-- Görev 1 --
Necip Celal'in eserlerini anlatan aşağıdaki metni hiçbir değişiklik yapmadan baştan sona alıntılayın.

-- Metin Bölümü --
Çok enterasandır ve “dünya küçüktür” dedikleri kadar varmış… 1969 yılında ilk kez Avşa adasına gittiğimizde, kaldığımız otelin terasında bir hanımefendi, “Ben sizi tanıyorum, siz televizyonda Necip Celal’le tango söylemiştiniz” demez mi. Hanımdaki hafızaya ve dikkate hayran oldum. Yıl 1956, yıl 1969. Aradan tam 13 yıl geçmiş ve İstanbul’daki alıcı sayısının 50’ye ulaşmadığı günlerden bir anımsama.
Necip Celal’in bütün tango ve diğer eserlerini notaları Beyazıt’ta, kütüphanenin arkasında, eski cadde üzerinde dükkanı bulunan Şamlı İskender Kudmani tarafından basılıp yayımlanmış.Bu notaları karıştırdığımda bazılarında Almanca sözler görüyorum. Ve bir kişiye adanmış bazıları. Örneğin opus 5 “Yalova” isimli moderato şarkısında “Yalova incisini memlekete hediye eden Büyük Gazi’ye” yazılı. Opus 8 “Gençlik Marşı”, Milli Türk Talebe Birliği’ne.
Opus 9 “Kimse Sevgimi Bilmez” isimli tangosunu Alman orkestra şefi Bardabas von Geczy’ye ithaf edilmiş. Bu ismi Türk müzikseverleri eski plaklardan çok iyi anımsarlar. Ve tabii bu tangoda da Almanca sözler var.
Başta “Özleyiş” tangosu olmak üzere bestecinin birçok tangoları Almanya ve Viyana’da ünlü orkestra ve solistler tarafından seslendirilmiş; bunu kendisinden duymuştum.
Opus 10 “Yıllar” isimli tangoya arkadaşı Fazıl Sarper tarafından Fransızca söz yazılmış ve ünlü Fransız şarkıcısı Tino Rossi’ye adanmış.

[Nesne nokta etiketleri]
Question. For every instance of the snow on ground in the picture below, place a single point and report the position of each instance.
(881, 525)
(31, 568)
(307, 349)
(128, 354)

-- Görev 2 --
Yukarıdaki girdilerde "each" sözcüğünü içeren her satırı bulun ve satırları kopyalayın; büyük ve küçük harf ayrımı önemlidir.

-- Yanıt 1 --
Çok enterasandır ve “dünya küçüktür” dedikleri kadar varmış… 1969 yılında ilk kez Avşa adasına gittiğimizde, kaldığımız otelin terasında bir hanımefendi, “Ben sizi tanıyorum, siz televizyonda Necip Celal’le tango söylemiştiniz” demez mi. Hanımdaki hafızaya ve dikkate hayran oldum. Yıl 1956, yıl 1969. Aradan tam 13 yıl geçmiş ve İstanbul’daki alıcı sayısının 50’ye ulaşmadığı günlerden bir anımsama.
Necip Celal’in bütün tango ve diğer eserlerini notaları Beyazıt’ta, kütüphanenin arkasında, eski cadde üzerinde dükkanı bulunan Şamlı İskender Kudmani tarafından basılıp yayımlanmış.Bu notaları karıştırdığımda bazılarında Almanca sözler görüyorum. Ve bir kişiye adanmış bazıları. Örneğin opus 5 “Yalova” isimli moderato şarkısında “Yalova incisini memlekete hediye eden Büyük Gazi’ye” yazılı. Opus 8 “Gençlik Marşı”, Milli Türk Talebe Birliği’ne.
Opus 9 “Kimse Sevgimi Bilmez” isimli tangosunu Alman orkestra şefi Bardabas von Geczy’ye ithaf edilmiş. Bu ismi Türk müzikseverleri eski plaklardan çok iyi anımsarlar. Ve tabii bu tangoda da Almanca sözler var.
Başta “Özleyiş” tangosu olmak üzere bestecinin birçok tangoları Almanya ve Viyana’da ünlü orkestra ve solistler tarafından seslendirilmiş; bunu kendisinden duymuştum.
Opus 10 “Yıllar” isimli tangoya arkadaşı Fazıl Sarper tarafından Fransızca söz yazılmış ve ünlü Fransız şarkıcısı Tino Rossi’ye adanmış.

-- Yanıt 2 --
Question. For every instance of the snow on ground in the picture below, place a single point and report the position of each instance.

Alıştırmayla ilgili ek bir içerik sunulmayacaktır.